DOCUMENT EXTRACT:
In psychiatry, an old-fashioned but well-studied augmenting medicine we use for depression is cytomel (T3). Psychiatrists have been using it for years, and it is thought to increase the sensitivity of the serotonin receptors, but who knows. I've never seen it work except in patients who are already hypothyroid, but euthyroid by the typical tests and on synthroid already. I always wonder if what I'm really doing it catching all the poor hypothyroid patients who don't respond to synthroid or have poor conversion. I've had endocrinologists tell my patients to stop the T3 immediately (even with normal blood test results!), btw. The endos never even had the courtesy to call me to ask what reasoning I might have to prescribe T3. And some of those patients were feeling better. It's a cheap medicine, and it works.
Cytomel is the bomb. That's all I got to say about that.
Do you need a perception for Cytomel? Also where can one buy it?
cytomel is a prescription medicine, at least in the US, available (by prescription) at pretty much any pharmacy.
I'm finding the psychiatric use of Cytomel so very interesting. I've been on 15 mcg. of Cytomel for about a year because of my low T3 (not converting adequately with my Hashimoto's) and although I've never been really depressed, I was always easily annoyed by both small and big things. Lately, I've been finding myself in much more 'mellow' moods and much less anxious about 'little things.' I attributed it to old age (I'm 68), but perhaps it's the Cytomel!
I dunno, but the cytomel has been awesomeness!! I also have conversion issues, and it makes ALL the difference in how I feel. I went without for a week once because I ran out and couldn't get to the base to fill it (hub's in the navy), and i noticed within one day. I was more tired.. and irritable, tho that could be from the tired!
Em, maybe the original easily annoyed came from the lack of T3? I wonder that myself as I had the same thing... just easily irritatable. Now, most of the time, I'm like "meh, whatever." Interesting...
[B]My mom is officially off her thyroid medication...I am not doctor but this is what we did[/B]
Water fast once a week or more(only clean water to help reset digestive tract) ...see intermittent fasting also on marks main site.
No sugars or grains etc....typical primal and very low carb like some have already mentioned.
Think meat + marks big ass salad.
do high protein. Tyrosine(amino acid is very helpful for thyroid function)
Iodoral brand iodine supplement.

Saved entries
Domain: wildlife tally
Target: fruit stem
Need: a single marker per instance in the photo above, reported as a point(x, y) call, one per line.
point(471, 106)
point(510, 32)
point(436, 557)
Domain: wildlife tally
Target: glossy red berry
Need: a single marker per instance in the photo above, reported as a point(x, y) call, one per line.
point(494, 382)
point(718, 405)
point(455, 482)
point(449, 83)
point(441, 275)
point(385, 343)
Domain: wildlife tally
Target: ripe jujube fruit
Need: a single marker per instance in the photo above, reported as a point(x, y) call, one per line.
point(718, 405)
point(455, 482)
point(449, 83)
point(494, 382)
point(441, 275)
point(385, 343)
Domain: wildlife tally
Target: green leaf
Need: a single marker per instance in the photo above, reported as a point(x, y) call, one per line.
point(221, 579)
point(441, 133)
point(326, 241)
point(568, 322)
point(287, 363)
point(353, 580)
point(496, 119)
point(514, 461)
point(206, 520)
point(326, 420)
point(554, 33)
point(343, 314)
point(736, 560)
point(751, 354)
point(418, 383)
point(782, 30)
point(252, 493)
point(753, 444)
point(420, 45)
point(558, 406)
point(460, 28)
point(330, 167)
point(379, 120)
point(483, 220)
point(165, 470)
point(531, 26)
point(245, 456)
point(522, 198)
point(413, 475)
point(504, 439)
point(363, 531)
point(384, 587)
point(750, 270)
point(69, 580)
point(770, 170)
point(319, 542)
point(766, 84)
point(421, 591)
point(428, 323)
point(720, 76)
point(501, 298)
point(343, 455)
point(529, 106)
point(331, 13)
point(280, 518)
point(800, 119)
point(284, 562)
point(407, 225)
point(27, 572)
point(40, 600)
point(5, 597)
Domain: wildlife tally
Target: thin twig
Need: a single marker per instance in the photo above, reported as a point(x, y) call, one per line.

--

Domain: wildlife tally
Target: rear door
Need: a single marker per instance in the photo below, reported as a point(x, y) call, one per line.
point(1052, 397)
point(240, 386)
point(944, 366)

---

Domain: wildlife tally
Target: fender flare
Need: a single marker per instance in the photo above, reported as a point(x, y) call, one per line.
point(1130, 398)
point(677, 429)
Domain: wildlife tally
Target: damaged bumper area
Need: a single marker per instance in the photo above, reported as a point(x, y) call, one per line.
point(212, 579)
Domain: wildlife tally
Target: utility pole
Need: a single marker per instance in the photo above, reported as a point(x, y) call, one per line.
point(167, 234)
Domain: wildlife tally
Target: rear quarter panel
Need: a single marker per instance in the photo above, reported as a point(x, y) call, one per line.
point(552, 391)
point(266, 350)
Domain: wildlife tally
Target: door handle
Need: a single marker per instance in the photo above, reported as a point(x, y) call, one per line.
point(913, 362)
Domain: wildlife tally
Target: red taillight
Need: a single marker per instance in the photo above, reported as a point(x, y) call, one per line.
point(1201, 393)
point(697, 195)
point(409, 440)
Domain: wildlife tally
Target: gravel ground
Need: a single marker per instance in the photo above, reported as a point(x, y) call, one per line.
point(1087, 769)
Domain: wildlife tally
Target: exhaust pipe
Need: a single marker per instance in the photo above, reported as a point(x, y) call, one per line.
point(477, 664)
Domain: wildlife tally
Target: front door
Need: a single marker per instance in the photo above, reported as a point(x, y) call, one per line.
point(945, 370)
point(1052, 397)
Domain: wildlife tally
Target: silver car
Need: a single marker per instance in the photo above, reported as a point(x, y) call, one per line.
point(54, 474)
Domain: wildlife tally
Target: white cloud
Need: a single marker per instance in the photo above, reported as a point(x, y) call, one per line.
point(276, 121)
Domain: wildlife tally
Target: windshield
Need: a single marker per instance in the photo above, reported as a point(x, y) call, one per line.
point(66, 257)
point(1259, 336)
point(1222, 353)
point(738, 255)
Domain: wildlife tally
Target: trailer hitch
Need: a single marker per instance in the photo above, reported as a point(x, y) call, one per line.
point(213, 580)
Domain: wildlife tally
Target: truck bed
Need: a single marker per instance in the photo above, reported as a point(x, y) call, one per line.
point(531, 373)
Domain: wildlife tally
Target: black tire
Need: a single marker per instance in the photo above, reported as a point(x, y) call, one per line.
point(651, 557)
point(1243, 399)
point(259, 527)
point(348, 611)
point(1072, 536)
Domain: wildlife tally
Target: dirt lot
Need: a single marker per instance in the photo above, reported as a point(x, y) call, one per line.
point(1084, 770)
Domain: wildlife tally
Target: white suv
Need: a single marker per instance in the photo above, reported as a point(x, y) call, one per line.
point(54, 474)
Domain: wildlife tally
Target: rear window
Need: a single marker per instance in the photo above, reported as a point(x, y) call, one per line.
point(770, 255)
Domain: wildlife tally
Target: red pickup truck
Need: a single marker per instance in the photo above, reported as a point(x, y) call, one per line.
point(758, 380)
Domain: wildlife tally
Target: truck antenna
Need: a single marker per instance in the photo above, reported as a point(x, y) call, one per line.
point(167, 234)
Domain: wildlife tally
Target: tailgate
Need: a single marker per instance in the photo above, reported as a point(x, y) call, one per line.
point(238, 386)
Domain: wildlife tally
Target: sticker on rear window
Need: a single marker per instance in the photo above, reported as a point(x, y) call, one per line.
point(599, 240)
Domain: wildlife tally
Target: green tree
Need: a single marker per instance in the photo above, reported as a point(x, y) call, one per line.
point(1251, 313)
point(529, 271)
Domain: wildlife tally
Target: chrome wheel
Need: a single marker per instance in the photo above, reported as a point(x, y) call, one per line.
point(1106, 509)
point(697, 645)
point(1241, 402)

YOUR ASSIGNMENT: Using the Cytomel discussion, decide whether each statement agrees with it: (a) the first writer has seen cytomel work in patients who were not already on synthroid; (b) the writer taking 15 mcg of Cytomel gives their age as 68; (c) the writer who once went a week without cytomel noticed a difference within one day. For each, answer yes or no and quote the deciding words.

OUTPUT BELOW:
(a) No: "I've never seen it work except in patients who are already hypothyroid, but euthyroid by the typical tests and on synthroid already."
(b) Yes: "I attributed it to old age (I'm 68)"
(c) Yes: "i noticed within one day."